=== Task to complete ===
Using the string "brown" as the key, pull each matching line out of the records below.
Source material Block Start
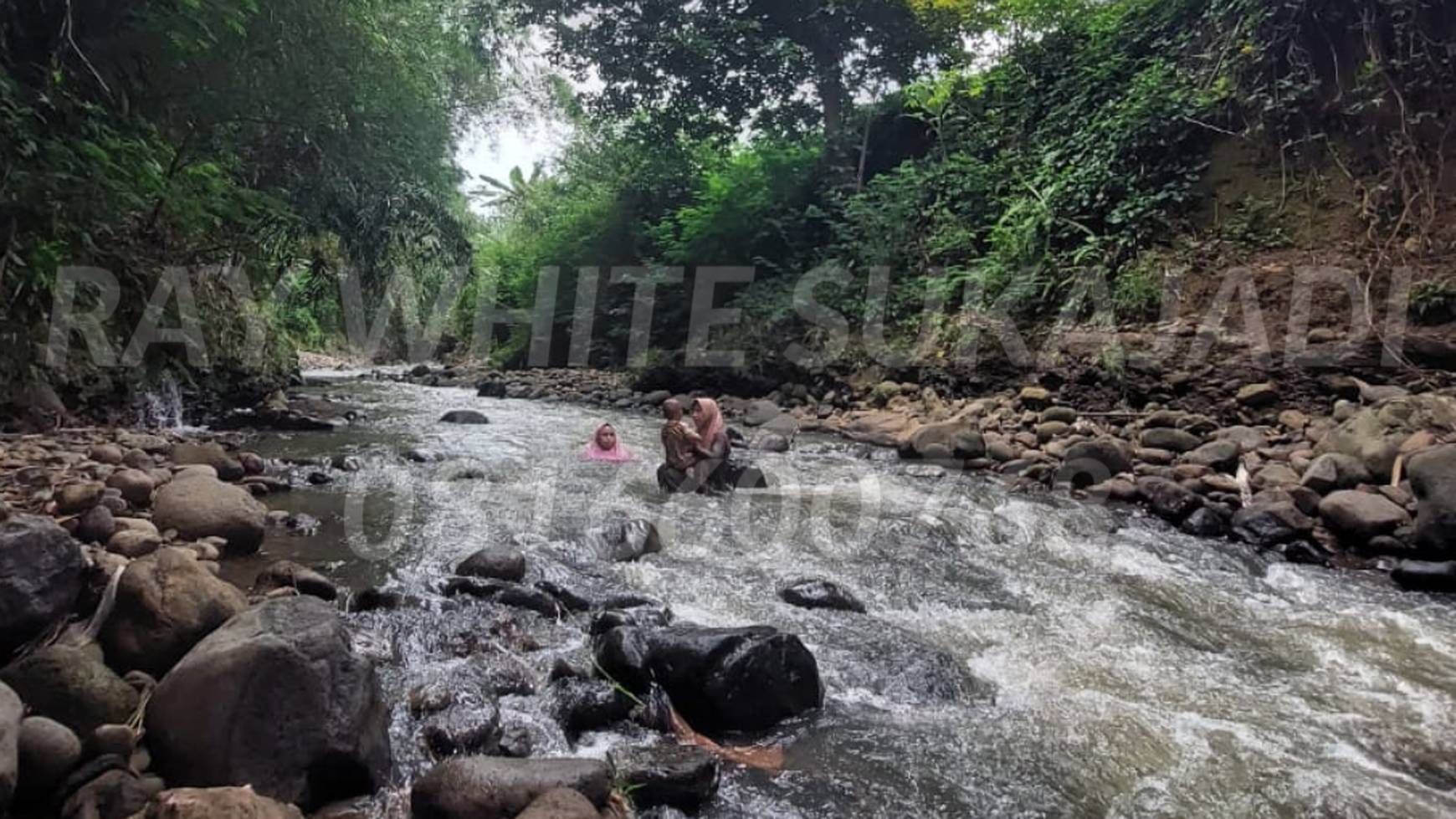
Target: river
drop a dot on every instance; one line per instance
Source material Block End
Source material Block Start
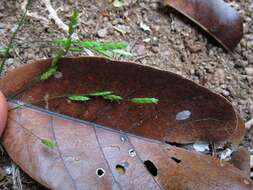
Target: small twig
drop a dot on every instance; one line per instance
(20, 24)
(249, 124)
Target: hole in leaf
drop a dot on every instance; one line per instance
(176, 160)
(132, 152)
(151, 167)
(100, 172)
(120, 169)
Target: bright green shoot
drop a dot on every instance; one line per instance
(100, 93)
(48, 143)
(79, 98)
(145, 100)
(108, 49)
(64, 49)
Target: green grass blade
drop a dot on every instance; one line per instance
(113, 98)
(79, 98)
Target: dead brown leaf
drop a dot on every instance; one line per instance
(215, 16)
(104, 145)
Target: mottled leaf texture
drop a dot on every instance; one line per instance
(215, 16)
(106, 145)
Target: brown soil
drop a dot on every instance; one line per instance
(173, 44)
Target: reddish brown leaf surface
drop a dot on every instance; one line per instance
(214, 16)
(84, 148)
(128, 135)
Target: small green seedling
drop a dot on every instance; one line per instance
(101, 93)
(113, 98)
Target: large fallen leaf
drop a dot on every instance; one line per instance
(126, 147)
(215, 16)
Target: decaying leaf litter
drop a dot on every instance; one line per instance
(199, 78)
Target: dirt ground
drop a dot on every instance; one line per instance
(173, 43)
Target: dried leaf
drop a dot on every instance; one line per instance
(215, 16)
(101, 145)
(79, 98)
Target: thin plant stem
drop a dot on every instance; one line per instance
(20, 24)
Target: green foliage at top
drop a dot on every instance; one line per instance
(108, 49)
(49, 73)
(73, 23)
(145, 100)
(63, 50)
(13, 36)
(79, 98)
Source material Block End
=== Solution to this task ===
Target: dead brown leaf
Target: brown soil
Target: reddish brown leaf surface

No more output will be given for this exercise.